According to an article in the Western New York Catholic, Catholic Canon law requires that a bishop must submit a letter of resignation to the Pope when he turns 75. Bishop Edward Kmiec of Buffalo, New York reached his 75th birthday on June 4, 2011 and states that he will submit his resignation in the coming week. The process of choosing his successor may take several months to a year.
The Bishop is a native of Trenton, New Jersey and is the son of Polish immigrants. He is Buffalo’s first Polish bishop to serve in a city with a high Polish population. All former bishops of Buffalo have had an Irish background. Bishop Kmiec is the 13th bishop of Buffalo, having been installed in 2004, 10 months after his predecessor, Bishop Henry Mansell, left to become the bishop of Hartford, Connecticut. Prior to his seven years as bishop of Buffalo, Bishop Kmiec served for 10 years as the auxiliary bishop of his hometown, Trenton, New Jersey, followed by 12 years of service as the bishop of Nashville, Tennessee.
Bishop Kmiec, highly respected by his Buffalo congregation, oversaw the daunting task in 2005 of downsizing of the diocese of Buffalo from 274 to 170 parishes and missions today. This included the sale of church properties. The process was called “The Journey in Faith and Grace” and was received with mixed feelings from the parishioners in Buffalo. Some parishes had to be merged while others were closed, which saddened some longtime parishioners who still have difficulty adjusting to their new parishes.

■ ■ ■

**PARTS OF THE EXERCISE**
1: Reproduce the part of the article about Bishop Kmiec between "Bishop Kmiec, highly" and "their new parishes.", inclusive.
2: List every city named in the article about Bishop Kmiec, each with the state given for it.

■ ■ ■

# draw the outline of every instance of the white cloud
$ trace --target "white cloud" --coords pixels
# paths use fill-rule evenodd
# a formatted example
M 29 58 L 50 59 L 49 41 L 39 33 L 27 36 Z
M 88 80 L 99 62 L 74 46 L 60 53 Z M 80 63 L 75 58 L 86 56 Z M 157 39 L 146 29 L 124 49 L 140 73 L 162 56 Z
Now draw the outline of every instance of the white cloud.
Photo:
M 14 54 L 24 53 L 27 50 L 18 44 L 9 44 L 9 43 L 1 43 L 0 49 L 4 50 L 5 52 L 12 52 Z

■ ■ ■

**OUTPUTS BY TASK**
1:
Bishop Kmiec, highly respected by his Buffalo congregation, oversaw the daunting task in 2005 of downsizing of the diocese of Buffalo from 274 to 170 parishes and missions today. This included the sale of church properties. The process was called “The Journey in Faith and Grace” and was received with mixed feelings from the parishioners in Buffalo. Some parishes had to be merged while others were closed, which saddened some longtime parishioners who still have difficulty adjusting to their new parishes.

2:
Buffalo, New York
Trenton, New Jersey
Hartford, Connecticut
Nashville, Tennessee